▸ RAW RECORDS
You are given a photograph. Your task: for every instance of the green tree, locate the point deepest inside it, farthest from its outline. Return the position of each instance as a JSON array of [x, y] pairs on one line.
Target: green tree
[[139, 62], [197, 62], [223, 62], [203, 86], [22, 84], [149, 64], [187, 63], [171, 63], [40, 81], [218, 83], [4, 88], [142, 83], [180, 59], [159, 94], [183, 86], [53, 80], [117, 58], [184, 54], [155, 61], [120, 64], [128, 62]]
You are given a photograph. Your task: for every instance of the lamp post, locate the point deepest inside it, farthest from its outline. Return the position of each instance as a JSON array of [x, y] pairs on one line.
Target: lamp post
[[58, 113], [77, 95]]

---

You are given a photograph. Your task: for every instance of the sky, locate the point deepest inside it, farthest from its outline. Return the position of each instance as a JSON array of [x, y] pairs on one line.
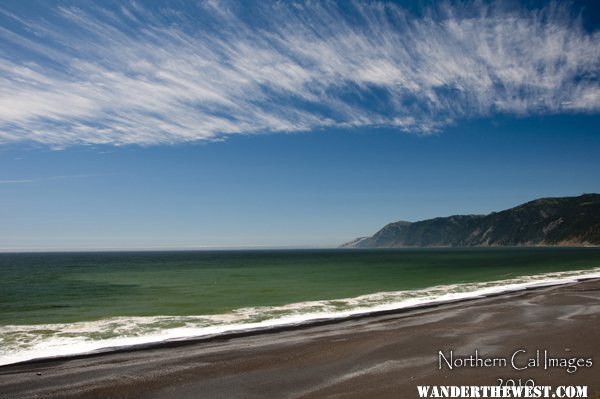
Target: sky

▸ TO DO
Rewrite the material, starting at the line containing "of the green" and stopping after the line containing "[[58, 113], [77, 95]]", replacing "outline" with "boundary" and leaving everything else unchanged.

▸ CORRECT ANSWER
You are given a photograph. Your task: for every instance of the green tree, locate the point deepest inside it, farthest from its boundary. Return the position of each instance as a JSON array of [x, y] pairs on one line.
Target: green tree
[[139, 62], [197, 62], [223, 62], [203, 86], [22, 84], [149, 64], [187, 63], [171, 63], [40, 81], [218, 83], [4, 88], [142, 83], [180, 59], [159, 94], [183, 86], [53, 80], [117, 58], [184, 54], [155, 61], [120, 64], [128, 62]]
You are given a photograph. Your task: for every instance of the lamp post, locate the point deepest inside it, farthest from its boundary. Return the position of each instance as a JSON array of [x, y] pairs on one line.
Target: lamp post
[[58, 113], [77, 95]]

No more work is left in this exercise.